_RECORDS SHOWN_:
'''

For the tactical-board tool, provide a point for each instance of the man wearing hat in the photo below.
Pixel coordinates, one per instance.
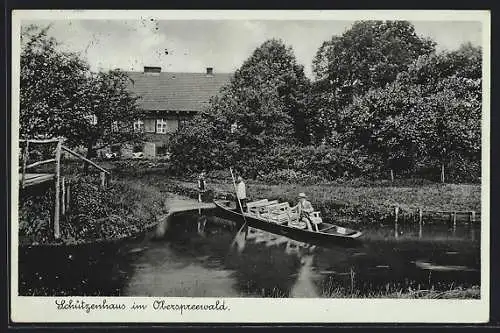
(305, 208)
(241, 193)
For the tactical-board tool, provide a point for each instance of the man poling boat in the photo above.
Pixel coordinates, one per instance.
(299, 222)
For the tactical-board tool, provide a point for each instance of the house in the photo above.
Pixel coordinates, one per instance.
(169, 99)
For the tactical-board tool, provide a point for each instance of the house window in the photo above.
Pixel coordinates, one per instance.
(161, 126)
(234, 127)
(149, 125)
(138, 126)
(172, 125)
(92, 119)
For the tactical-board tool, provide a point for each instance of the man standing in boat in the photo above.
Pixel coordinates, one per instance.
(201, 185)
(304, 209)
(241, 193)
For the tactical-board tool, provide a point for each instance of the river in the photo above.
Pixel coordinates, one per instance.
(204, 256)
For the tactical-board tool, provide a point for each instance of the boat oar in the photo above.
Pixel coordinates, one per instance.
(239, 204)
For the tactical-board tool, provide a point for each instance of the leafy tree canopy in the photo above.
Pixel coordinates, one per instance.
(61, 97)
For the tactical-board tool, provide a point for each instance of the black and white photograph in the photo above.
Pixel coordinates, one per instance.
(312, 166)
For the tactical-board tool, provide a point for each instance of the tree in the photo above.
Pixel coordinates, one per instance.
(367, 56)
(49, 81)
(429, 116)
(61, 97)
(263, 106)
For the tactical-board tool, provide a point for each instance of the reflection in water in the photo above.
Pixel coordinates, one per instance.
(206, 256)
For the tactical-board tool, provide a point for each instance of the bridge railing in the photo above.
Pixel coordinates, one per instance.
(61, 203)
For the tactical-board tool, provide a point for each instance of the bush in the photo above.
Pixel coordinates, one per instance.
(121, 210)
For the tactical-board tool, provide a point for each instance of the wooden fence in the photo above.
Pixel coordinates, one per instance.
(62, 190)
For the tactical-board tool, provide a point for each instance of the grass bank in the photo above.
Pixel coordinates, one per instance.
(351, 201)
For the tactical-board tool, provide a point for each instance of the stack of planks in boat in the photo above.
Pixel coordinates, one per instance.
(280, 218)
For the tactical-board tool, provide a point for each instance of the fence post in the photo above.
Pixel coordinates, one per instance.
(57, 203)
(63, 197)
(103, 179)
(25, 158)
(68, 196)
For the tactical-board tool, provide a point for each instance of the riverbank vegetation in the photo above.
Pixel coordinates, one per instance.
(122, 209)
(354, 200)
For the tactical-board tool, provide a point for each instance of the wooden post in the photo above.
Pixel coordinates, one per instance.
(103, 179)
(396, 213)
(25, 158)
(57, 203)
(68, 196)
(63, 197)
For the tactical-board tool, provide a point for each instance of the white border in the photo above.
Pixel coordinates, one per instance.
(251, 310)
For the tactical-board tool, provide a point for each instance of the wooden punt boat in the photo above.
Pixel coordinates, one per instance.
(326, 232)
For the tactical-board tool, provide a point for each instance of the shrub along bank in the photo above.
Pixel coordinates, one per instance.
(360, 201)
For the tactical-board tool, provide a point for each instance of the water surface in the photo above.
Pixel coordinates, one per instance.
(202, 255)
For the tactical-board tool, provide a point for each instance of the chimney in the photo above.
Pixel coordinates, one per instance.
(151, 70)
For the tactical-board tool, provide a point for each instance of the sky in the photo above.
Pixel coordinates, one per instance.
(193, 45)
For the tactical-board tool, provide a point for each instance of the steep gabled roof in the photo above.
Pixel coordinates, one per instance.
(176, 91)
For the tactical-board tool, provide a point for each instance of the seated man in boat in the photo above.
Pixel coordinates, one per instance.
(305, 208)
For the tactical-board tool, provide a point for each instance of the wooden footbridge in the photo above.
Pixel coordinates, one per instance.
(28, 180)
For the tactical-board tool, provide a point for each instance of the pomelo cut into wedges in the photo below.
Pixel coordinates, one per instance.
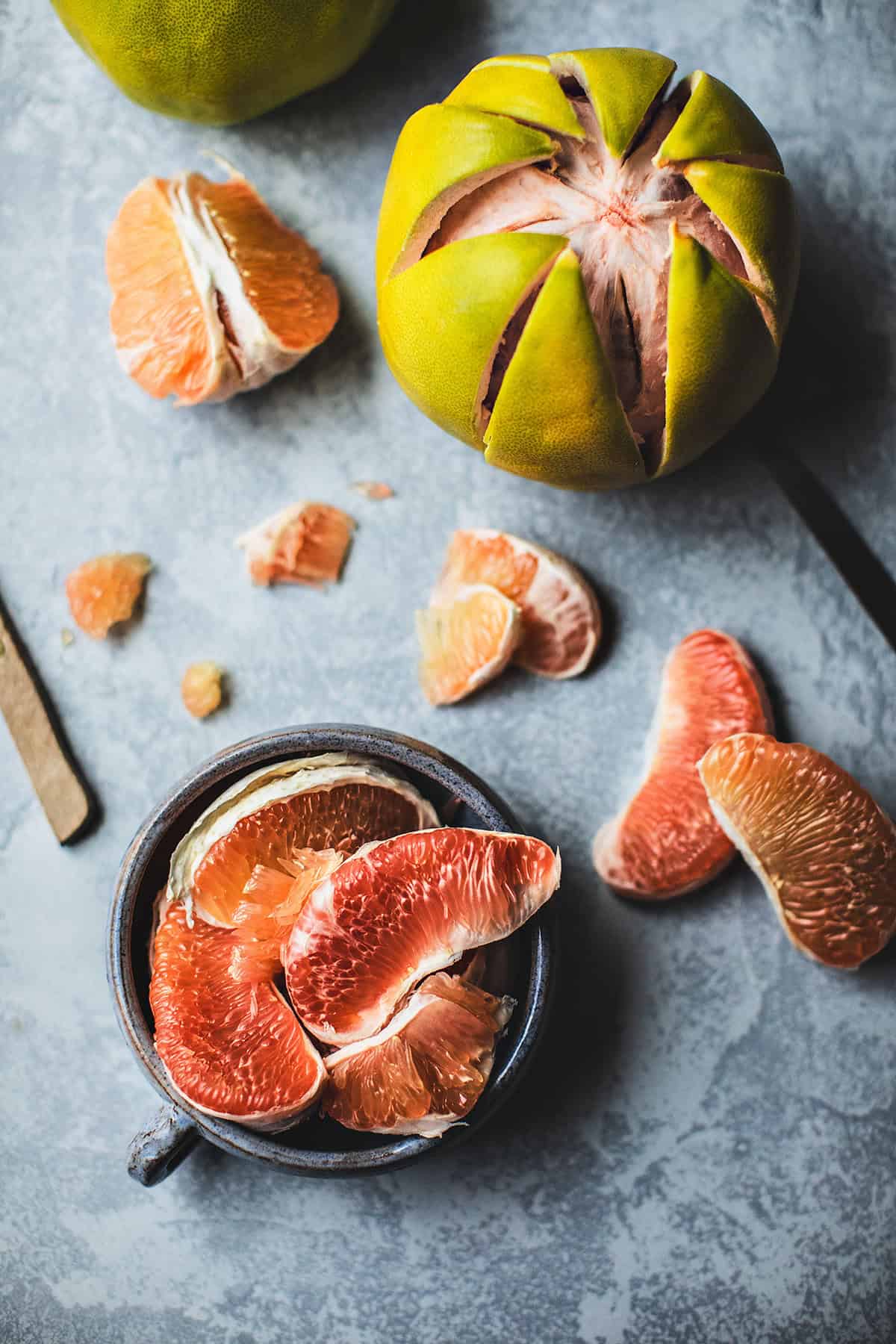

'''

_TO DO_: Transcribe the full listing character for character. Pictures are excluded.

_RESULT OF THE EXERCISE_:
For the tactical-board tool, provide a point for each instance of the man wearing hat in the photo below.
Pixel coordinates, one per instance.
(305, 208)
(241, 193)
For the tactical-board tool, provide a point for each instance of the man poling boat in the photo above.
Pixel coordinates, one per instance.
(299, 222)
For the tactical-board tool, provide a point for each instance of the house in the photo above.
Pixel coordinates, one per instance.
(169, 99)
For the tactical-board tool, provide a point for each instance of the house window in the photo above.
Pixel coordinates, one per instance.
(161, 126)
(234, 127)
(149, 125)
(138, 126)
(172, 125)
(92, 119)
For the tactical-board tool, provide a point for each instance of the man standing in boat in the photo above.
Pixel coordinates, one per instance.
(201, 185)
(304, 209)
(241, 193)
For the tactical-board tool, provide a point for each instance of the river in the photo above.
Pixel coordinates, one per instance.
(204, 256)
For the tactical-board tool, provide a point for each instance of the boat oar in the photo above.
Pixel coordinates, one per instance.
(239, 204)
For the tactical-board tool, provide a point for each instance of the leafy tree canopy in the photo above.
Pixel coordinates, one per instance.
(61, 97)
For the tactical-board tool, provide a point for each instance of the black and white photograph in the photo above.
Pixel coordinates, one per instance.
(312, 166)
For the tactical-board tool, provide a point for each instance of the tree in the photo above.
Pixel coordinates, one per instance.
(367, 56)
(49, 81)
(429, 116)
(61, 97)
(263, 106)
For the tactical-board tool, provide a point for each instance of the reflection in water in the photo above.
Pixel coordinates, one per instance.
(206, 256)
For the tactical-board tool, provide a point for each instance of the bridge railing in the photo above.
Pixel coordinates, one per instance.
(61, 203)
For the tactical-board tool, provide a point for each instance of the bush in the photo above.
Pixel coordinates, one per instance.
(121, 210)
For the tactical-board tool, provide a point for each instance of the wooden fence in the photo above.
Pixel coordinates, one per instance.
(62, 190)
For the tactical-board tool, provide a point for each instance of the grass bank in the photo above.
Pixel coordinates, one per instance.
(351, 201)
For the tactical-board tool, provide a point for each instance of the stack of planks in boat in the photo above.
Pixel coordinates, one per instance.
(280, 218)
For the tactical-board tool, provide a point for each instance of the fence post in the photo above.
Pixel coordinates, one per instance.
(57, 203)
(63, 197)
(103, 179)
(25, 158)
(68, 196)
For the tactical-board tool, provide a point for each instance of the riverbank vegetation in the photo above.
Pixel coordinates, one per instance.
(122, 209)
(354, 200)
For the tactical-board tool, provide a point for each instance of the wooden post in the photo above.
Pixel coordinates, one per instance.
(103, 179)
(396, 213)
(25, 158)
(57, 203)
(68, 196)
(63, 197)
For the tactical-board tool, provide a point for each instance of the white border in the photo above.
Pixel coordinates, one per instance.
(251, 310)
For the tactical-board tool, provide a point for each instance of the wooden punt boat in the photo above.
Pixel coordinates, one per instance.
(326, 232)
For the tactical-board tool, provide a point for each instance of the shrub along bank in the photo above.
Pixel coordinates, one per instance.
(360, 201)
For the tactical-board tool, provide a point for each instance of the water surface in the photo above.
Pixel coordinates, one per instance.
(202, 255)
For the tactical-board tool, provide a point for each instance of the chimney in the photo above.
Pixel coordinates, one per instance.
(151, 70)
For the tactical-board tool, provide a point for each instance of the sky in the photo above.
Pixel coordinates, one per instance.
(193, 45)
For the tactical-board tool, provide a point for each instance of the steep gabled roof in the photo above.
Pixel coordinates, one per instance.
(176, 91)
For the tactical-board tool, provide a point for each instance of the seated man in boat in the photo above.
Pixel coordinates, one per instance.
(305, 208)
For the tactical-board tool, provide a point for each instance of the wooden footbridge in the photo above.
Pixel coordinates, one per instance.
(28, 180)
For the tactical-board tool, provide a point for each instance of the pomelo cut into wedges in the photo below.
Pixel coordinates, one per instance.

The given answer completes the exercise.